Task goal: Present the lines of the rows from the line with "I would appreciate it if you could identify the elderly" up to and including the line with "Query: brown and white calf" as a Markdown table with two columns, Number and Text. Number each line in order and leave out any blank lines.

□ □ □

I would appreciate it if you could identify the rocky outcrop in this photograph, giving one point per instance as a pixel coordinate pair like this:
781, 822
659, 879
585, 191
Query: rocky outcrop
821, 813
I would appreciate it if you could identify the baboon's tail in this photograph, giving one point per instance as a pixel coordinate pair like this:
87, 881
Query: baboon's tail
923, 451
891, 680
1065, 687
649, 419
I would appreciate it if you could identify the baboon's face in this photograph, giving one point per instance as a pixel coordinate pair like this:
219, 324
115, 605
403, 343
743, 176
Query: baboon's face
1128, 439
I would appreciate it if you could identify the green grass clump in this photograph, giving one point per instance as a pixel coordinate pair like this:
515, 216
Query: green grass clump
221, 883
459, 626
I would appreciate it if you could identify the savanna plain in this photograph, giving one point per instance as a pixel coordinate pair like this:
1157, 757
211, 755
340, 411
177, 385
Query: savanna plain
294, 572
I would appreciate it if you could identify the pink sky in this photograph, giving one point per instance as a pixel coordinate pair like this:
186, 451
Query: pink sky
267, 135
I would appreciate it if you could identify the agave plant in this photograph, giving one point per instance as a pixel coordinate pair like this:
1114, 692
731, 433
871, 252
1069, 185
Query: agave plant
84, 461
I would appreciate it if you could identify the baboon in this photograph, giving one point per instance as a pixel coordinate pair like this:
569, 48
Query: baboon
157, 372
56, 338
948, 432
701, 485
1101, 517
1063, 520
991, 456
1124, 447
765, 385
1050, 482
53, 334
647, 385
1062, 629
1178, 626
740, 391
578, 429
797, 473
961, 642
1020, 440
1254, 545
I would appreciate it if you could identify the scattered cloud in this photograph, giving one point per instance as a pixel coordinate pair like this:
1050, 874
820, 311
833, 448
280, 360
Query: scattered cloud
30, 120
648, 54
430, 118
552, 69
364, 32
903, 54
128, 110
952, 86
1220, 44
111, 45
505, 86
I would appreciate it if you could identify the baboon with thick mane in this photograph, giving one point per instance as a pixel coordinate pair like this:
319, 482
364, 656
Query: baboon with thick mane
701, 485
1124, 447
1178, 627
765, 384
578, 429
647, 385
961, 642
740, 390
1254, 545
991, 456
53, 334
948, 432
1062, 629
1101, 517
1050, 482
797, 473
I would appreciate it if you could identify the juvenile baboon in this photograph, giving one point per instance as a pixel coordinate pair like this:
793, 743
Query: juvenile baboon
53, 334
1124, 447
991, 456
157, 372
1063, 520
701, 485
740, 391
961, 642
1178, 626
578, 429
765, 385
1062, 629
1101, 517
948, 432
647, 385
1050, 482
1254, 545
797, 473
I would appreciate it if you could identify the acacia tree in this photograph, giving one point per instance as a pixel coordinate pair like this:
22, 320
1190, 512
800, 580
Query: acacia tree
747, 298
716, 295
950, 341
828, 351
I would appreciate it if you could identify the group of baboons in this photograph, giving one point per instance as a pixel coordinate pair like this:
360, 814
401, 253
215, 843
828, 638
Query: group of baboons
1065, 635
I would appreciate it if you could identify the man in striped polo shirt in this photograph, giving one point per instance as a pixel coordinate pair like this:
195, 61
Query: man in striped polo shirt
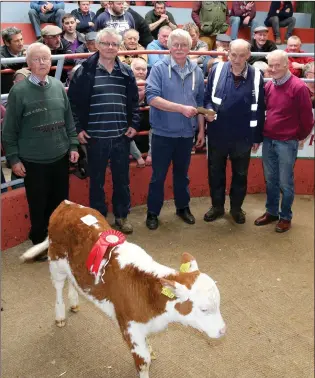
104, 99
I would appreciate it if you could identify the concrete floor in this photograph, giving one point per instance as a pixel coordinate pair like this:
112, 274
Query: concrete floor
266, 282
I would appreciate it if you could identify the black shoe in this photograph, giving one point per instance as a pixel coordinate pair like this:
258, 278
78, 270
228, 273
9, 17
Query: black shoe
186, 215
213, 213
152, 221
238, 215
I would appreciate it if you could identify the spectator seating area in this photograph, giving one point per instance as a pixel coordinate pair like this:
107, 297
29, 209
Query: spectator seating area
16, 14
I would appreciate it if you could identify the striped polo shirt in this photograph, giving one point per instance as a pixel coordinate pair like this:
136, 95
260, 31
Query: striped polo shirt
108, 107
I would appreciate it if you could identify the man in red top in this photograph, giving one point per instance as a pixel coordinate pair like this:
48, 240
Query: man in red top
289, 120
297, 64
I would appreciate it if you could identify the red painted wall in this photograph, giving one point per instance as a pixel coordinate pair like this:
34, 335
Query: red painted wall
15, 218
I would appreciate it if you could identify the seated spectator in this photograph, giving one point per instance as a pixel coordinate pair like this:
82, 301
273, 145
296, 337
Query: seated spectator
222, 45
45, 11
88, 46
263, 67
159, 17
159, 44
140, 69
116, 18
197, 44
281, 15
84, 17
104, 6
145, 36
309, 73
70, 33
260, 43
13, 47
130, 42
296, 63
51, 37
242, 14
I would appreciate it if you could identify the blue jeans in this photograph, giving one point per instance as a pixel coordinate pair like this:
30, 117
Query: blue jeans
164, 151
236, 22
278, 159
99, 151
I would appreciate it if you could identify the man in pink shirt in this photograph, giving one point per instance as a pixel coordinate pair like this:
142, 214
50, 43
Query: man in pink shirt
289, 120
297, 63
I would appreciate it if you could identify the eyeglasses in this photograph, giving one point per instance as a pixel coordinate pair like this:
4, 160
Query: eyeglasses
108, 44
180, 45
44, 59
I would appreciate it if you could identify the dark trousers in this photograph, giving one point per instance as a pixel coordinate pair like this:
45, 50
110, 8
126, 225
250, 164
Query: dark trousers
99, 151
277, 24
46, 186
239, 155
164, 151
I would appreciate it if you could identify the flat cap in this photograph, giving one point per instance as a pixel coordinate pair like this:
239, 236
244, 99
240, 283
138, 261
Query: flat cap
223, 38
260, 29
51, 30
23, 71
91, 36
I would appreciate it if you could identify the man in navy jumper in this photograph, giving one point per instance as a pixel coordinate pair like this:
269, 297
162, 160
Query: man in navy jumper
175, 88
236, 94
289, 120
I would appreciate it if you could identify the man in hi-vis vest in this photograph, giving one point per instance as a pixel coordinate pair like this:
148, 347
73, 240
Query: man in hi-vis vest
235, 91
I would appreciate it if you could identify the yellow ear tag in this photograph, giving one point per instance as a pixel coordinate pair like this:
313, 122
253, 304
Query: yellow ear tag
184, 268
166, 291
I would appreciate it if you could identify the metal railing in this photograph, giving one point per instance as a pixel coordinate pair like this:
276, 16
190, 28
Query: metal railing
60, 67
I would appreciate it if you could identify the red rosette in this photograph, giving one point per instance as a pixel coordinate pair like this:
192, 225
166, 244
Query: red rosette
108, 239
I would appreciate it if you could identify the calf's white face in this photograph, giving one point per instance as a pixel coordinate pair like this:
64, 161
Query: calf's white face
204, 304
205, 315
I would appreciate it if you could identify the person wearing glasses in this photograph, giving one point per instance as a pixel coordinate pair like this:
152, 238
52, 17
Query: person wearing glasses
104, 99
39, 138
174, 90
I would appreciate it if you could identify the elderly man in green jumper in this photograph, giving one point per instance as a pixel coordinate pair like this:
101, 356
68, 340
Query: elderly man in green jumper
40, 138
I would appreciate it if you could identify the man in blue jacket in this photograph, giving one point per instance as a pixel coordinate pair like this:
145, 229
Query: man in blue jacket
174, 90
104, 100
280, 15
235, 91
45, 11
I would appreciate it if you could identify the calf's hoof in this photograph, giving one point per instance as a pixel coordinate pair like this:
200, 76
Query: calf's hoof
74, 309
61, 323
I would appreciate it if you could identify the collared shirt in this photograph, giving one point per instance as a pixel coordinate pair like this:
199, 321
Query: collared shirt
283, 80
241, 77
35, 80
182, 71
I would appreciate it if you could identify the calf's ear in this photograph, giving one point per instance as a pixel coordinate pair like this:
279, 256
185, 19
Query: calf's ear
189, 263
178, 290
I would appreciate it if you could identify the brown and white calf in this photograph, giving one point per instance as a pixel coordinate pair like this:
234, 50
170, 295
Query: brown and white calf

□ □ □

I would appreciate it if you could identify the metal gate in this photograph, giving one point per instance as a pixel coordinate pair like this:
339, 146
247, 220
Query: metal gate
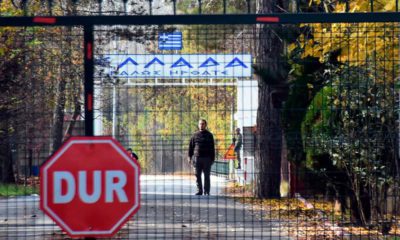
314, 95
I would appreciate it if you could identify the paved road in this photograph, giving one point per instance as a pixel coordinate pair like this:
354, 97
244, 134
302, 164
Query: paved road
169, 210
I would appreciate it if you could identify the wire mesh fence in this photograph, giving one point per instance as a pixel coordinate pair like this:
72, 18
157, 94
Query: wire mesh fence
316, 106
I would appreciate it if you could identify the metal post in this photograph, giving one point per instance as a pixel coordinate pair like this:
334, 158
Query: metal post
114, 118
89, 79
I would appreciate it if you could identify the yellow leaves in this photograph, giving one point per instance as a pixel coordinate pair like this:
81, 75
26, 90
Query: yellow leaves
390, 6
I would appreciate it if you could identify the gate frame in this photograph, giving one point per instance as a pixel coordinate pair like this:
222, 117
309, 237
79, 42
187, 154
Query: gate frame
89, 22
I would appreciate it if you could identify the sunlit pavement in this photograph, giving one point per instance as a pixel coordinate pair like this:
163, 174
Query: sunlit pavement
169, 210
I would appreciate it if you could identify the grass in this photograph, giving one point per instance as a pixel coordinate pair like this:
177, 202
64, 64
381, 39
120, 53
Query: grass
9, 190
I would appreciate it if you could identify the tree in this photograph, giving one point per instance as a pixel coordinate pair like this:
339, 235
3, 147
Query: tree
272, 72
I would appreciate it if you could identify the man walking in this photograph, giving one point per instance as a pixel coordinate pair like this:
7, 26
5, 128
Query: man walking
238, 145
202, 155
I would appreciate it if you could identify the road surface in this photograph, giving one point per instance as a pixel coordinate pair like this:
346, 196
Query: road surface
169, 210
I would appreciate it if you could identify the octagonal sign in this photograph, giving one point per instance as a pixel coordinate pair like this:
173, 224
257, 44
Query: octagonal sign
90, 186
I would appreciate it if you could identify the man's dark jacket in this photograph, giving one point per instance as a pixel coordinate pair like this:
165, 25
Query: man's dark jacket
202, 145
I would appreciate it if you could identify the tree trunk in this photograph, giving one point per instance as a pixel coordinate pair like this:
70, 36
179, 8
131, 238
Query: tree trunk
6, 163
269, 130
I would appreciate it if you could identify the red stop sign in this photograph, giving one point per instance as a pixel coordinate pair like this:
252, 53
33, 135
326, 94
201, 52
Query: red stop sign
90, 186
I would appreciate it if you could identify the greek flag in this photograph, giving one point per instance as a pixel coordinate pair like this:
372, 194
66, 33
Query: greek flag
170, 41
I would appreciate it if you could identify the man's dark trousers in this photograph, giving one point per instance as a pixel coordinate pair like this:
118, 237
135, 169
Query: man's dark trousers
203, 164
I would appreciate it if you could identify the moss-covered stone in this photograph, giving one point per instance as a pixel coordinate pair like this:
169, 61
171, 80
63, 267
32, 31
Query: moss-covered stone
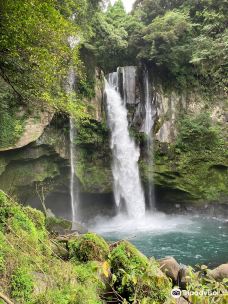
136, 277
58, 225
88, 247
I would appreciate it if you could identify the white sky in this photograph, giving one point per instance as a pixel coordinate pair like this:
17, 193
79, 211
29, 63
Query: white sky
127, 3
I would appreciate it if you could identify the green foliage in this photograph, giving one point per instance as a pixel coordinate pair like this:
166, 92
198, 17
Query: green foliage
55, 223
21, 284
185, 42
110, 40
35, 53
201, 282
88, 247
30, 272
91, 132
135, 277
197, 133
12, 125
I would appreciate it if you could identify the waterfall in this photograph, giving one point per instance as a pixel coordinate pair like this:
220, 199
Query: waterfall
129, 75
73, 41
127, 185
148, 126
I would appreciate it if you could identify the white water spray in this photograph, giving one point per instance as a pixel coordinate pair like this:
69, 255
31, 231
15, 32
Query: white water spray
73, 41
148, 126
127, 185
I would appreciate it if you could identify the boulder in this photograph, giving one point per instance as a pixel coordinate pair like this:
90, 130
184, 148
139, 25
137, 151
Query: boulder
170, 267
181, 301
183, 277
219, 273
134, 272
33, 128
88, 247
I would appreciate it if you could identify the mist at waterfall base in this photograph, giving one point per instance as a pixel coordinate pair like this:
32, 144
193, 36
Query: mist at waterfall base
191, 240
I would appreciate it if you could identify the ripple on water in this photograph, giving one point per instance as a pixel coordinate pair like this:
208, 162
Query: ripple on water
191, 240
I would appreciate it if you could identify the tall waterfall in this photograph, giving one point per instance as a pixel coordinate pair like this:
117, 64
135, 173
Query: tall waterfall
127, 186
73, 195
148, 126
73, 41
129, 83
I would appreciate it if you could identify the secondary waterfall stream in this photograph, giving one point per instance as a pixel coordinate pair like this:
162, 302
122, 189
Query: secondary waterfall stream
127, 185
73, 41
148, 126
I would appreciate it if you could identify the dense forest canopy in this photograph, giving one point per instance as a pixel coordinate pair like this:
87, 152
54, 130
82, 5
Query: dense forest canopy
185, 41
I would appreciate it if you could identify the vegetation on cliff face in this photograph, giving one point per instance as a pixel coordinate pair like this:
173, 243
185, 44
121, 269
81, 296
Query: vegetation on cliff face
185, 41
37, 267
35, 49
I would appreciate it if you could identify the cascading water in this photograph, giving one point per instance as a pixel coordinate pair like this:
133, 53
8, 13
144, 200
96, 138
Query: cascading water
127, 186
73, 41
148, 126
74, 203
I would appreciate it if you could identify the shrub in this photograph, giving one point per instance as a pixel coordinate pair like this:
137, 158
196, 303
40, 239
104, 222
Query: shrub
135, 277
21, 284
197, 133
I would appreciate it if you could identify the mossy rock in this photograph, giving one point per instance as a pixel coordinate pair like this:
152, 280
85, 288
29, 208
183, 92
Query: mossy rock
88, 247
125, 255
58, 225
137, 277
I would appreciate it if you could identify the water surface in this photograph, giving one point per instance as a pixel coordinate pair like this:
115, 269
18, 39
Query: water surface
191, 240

□ □ □

Reply:
| Number | Text |
|---|---|
| 1 | I would appreciate it if you could identify the elderly man in green jumper in this photograph, giving one point per instance as a pixel coordinate pair like this: |
| 2 | 101, 356 |
| 3 | 68, 340 |
| 4 | Query: elderly man in green jumper |
| 5 | 40, 138 |
| 6 | I would appreciate it if you could identify the man in blue jacket in this photograph, giving one point per instance as a pixel coordinate pair like this: |
| 7 | 145, 229 |
| 8 | Query: man in blue jacket |
| 9 | 174, 90 |
| 10 | 104, 100 |
| 11 | 280, 15 |
| 12 | 235, 91 |
| 13 | 45, 11 |
| 14 | I would appreciate it if you could identify the calf's hoof in this photograph, giving one point per instance as a pixel coordinate pair like this: |
| 15 | 200, 76 |
| 16 | Query: calf's hoof |
| 17 | 74, 309 |
| 18 | 61, 323 |
| 19 | I would appreciate it if you could identify the collared shirt in this photograph, giving one point per instance as a pixel coordinate pair like this: |
| 20 | 199, 321 |
| 21 | Query: collared shirt |
| 22 | 283, 80 |
| 23 | 241, 77 |
| 24 | 35, 80 |
| 25 | 182, 71 |
| 26 | I would appreciate it if you could identify the calf's ear in this photograph, giving one point per instance as a pixel coordinate pair like this: |
| 27 | 279, 256 |
| 28 | 185, 19 |
| 29 | Query: calf's ear |
| 30 | 189, 263 |
| 31 | 178, 290 |
| 32 | I would appreciate it if you could identify the brown and white calf in this photograph, giving one point per instance as a pixel coordinate pair like this: |
| 33 | 234, 50 |
| 34 | 170, 295 |
| 35 | Query: brown and white calf |